→ What the task requires
Locate each line with the string "water" in the listing below and copy it.
★ ★ ★ ★ ★
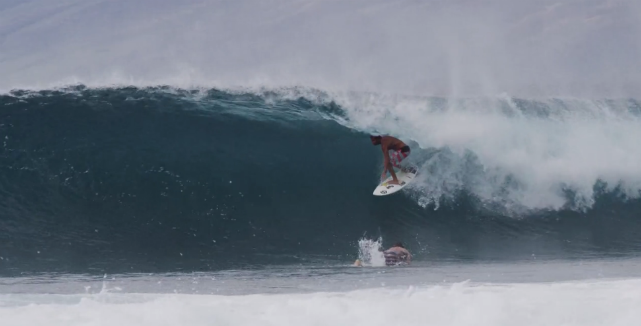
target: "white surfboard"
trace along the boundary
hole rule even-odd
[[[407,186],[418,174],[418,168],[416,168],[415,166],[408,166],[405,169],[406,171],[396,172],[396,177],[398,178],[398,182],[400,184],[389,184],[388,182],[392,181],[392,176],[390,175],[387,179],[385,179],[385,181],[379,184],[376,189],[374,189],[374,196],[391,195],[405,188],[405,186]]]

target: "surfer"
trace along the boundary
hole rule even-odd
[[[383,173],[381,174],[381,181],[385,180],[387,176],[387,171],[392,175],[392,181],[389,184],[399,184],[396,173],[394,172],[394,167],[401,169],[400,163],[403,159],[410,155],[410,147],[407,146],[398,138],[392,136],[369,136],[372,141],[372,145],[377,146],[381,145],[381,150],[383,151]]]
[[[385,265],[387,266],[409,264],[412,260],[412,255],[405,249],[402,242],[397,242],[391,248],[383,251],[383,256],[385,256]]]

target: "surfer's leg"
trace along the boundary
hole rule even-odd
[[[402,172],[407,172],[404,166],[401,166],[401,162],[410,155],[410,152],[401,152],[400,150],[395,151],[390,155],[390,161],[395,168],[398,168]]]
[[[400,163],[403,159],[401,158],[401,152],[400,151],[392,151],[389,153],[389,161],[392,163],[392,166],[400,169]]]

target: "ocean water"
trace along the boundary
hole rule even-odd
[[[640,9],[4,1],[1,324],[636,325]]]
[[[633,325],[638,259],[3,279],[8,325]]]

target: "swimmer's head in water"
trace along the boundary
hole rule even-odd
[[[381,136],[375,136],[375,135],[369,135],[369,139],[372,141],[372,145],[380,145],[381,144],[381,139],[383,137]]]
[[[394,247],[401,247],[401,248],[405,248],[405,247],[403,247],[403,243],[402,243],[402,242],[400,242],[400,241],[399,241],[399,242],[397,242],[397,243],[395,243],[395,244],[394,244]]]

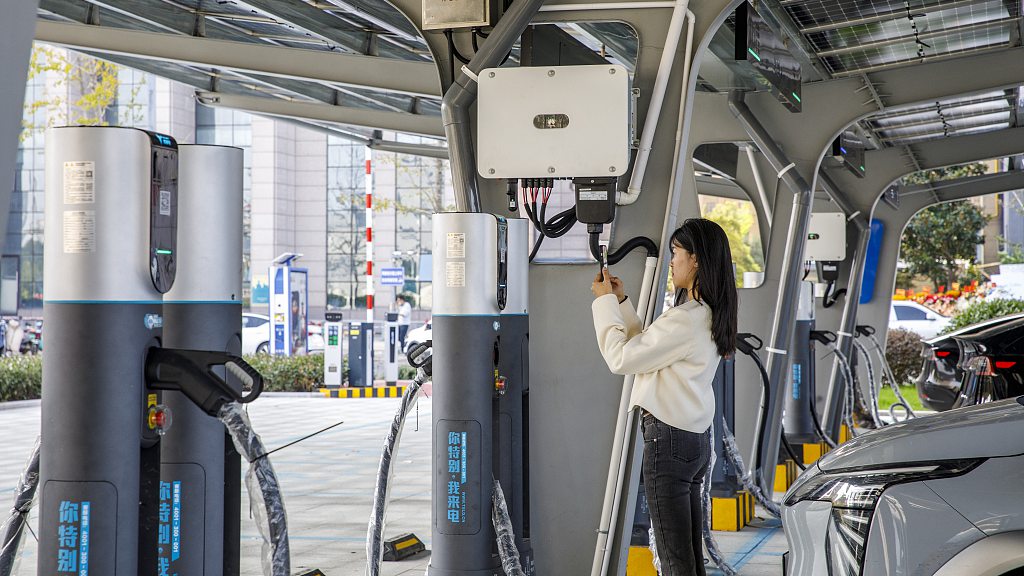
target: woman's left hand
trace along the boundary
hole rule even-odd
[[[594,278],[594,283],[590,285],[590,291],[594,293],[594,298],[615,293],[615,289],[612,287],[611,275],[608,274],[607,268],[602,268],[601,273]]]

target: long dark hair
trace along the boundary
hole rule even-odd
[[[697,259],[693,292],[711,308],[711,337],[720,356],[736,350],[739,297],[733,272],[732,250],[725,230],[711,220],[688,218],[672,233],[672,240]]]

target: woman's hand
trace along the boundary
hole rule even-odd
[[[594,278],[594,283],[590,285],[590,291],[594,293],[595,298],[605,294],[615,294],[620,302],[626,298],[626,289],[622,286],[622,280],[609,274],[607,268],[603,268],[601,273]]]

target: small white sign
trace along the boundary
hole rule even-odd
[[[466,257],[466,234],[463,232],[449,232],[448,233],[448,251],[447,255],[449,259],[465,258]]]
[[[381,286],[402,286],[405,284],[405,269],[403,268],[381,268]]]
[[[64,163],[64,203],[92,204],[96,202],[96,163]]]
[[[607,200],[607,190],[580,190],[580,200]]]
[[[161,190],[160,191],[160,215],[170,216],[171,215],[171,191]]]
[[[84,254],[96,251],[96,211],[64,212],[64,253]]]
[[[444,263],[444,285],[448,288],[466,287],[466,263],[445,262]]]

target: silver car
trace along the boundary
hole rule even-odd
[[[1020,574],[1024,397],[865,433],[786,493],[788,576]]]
★ ★ ★ ★ ★
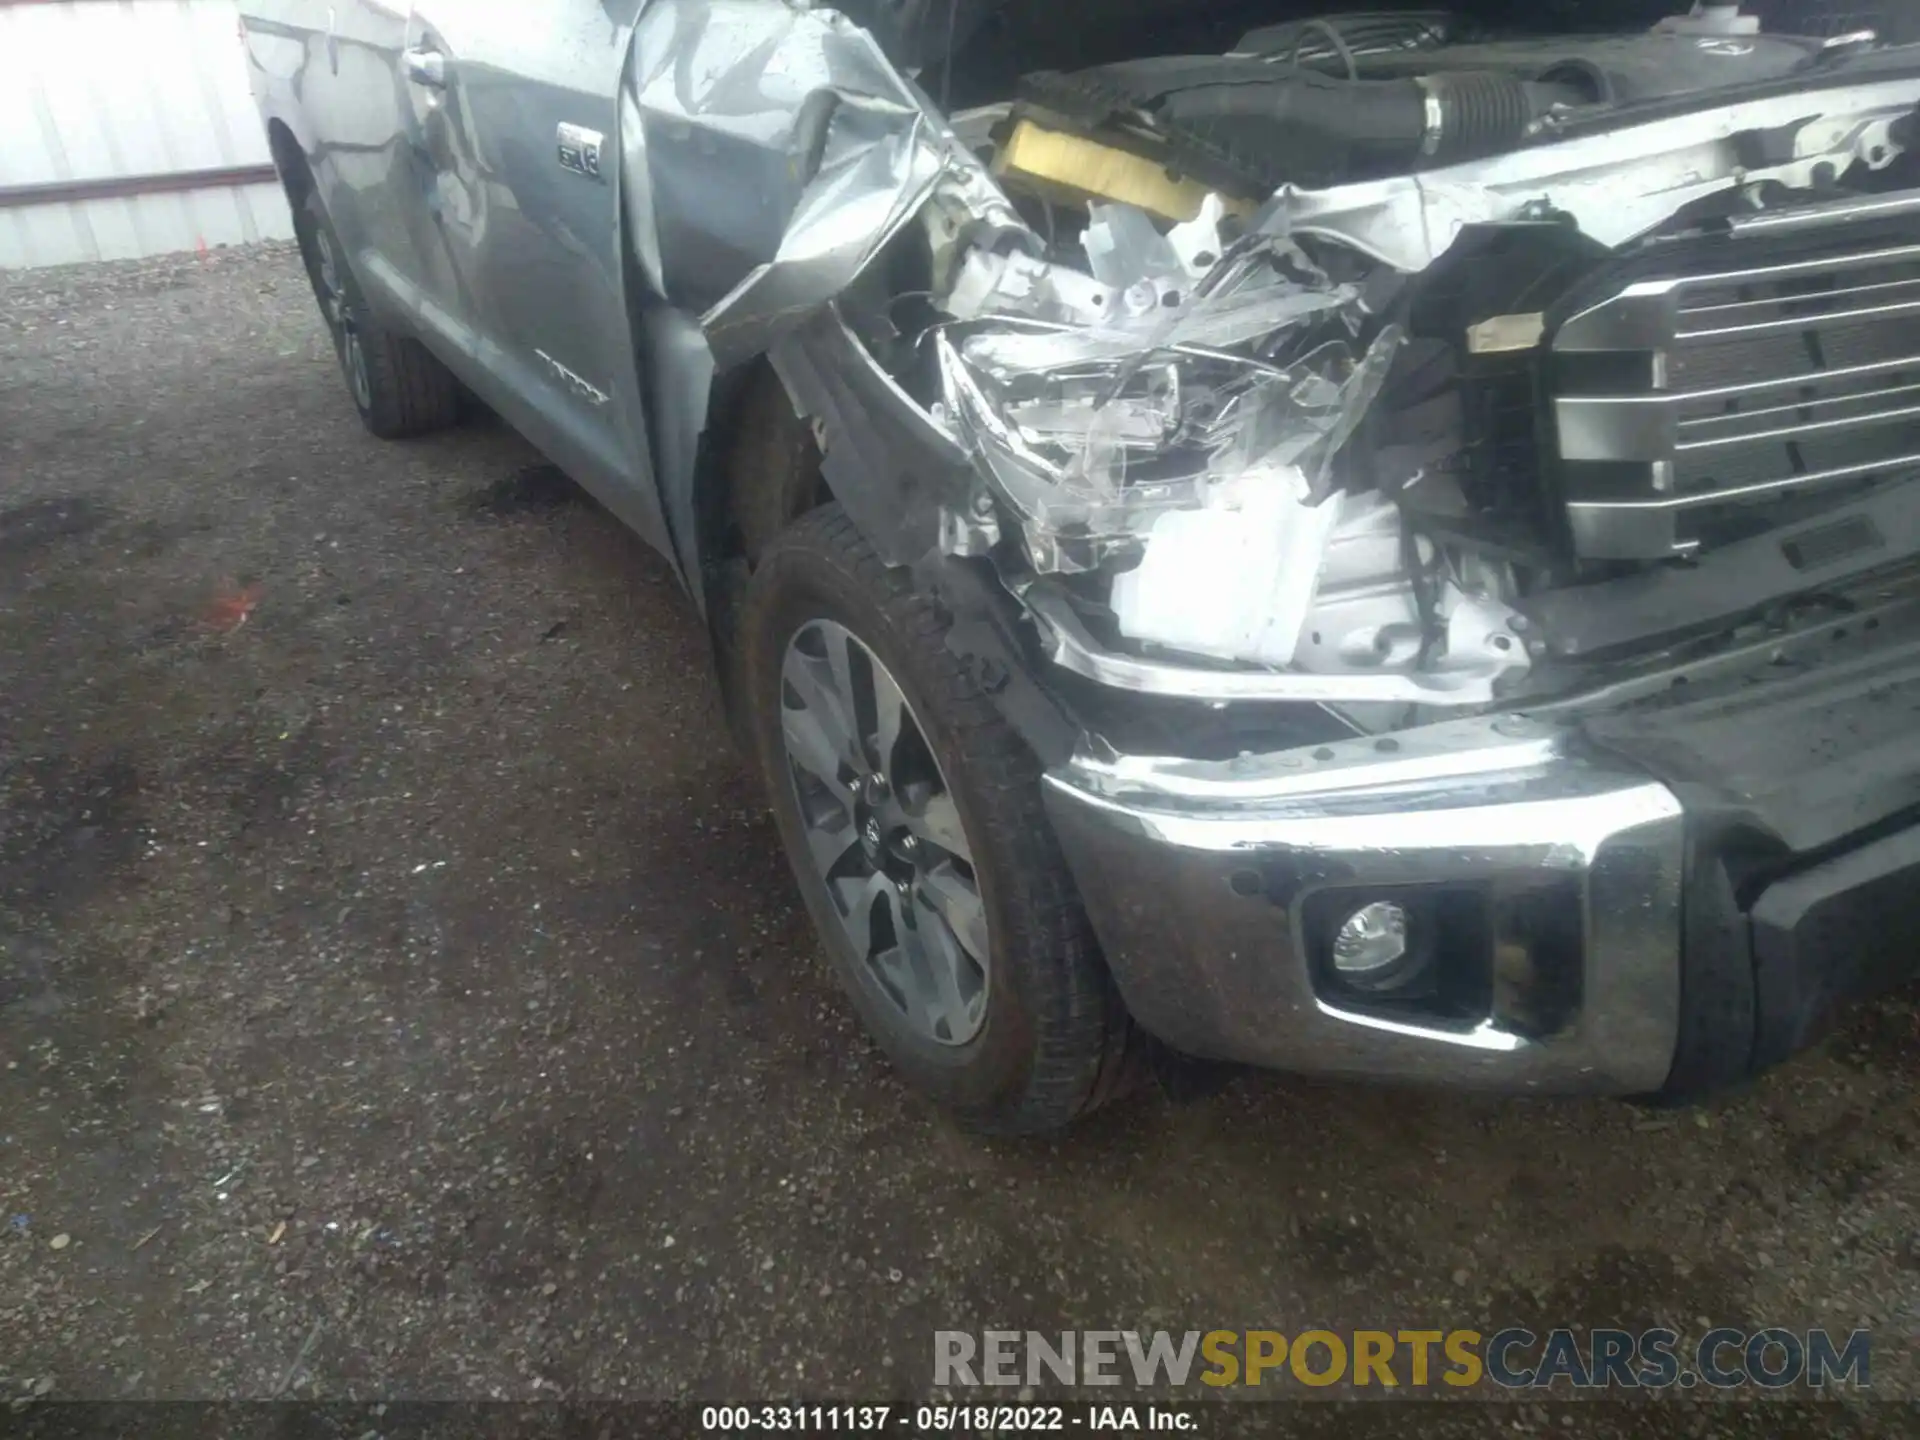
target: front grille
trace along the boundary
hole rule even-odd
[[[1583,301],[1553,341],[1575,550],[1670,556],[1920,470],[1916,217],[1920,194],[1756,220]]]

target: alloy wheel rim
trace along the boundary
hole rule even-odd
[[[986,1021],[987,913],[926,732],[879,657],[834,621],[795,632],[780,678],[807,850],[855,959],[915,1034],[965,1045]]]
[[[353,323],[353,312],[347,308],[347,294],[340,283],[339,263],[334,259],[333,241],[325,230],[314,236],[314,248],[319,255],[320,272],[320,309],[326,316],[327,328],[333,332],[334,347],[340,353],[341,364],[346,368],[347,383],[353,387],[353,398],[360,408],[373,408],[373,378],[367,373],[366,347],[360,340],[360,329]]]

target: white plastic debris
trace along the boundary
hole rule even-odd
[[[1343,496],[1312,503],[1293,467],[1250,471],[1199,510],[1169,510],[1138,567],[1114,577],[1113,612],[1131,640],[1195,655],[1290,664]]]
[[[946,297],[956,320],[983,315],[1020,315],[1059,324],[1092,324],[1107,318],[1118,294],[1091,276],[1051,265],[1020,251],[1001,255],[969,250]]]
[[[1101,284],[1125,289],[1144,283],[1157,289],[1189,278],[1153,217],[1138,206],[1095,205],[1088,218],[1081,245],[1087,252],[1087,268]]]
★ ★ ★ ★ ★
→ Response
target: "ocean water"
target: "swimmer's head in water"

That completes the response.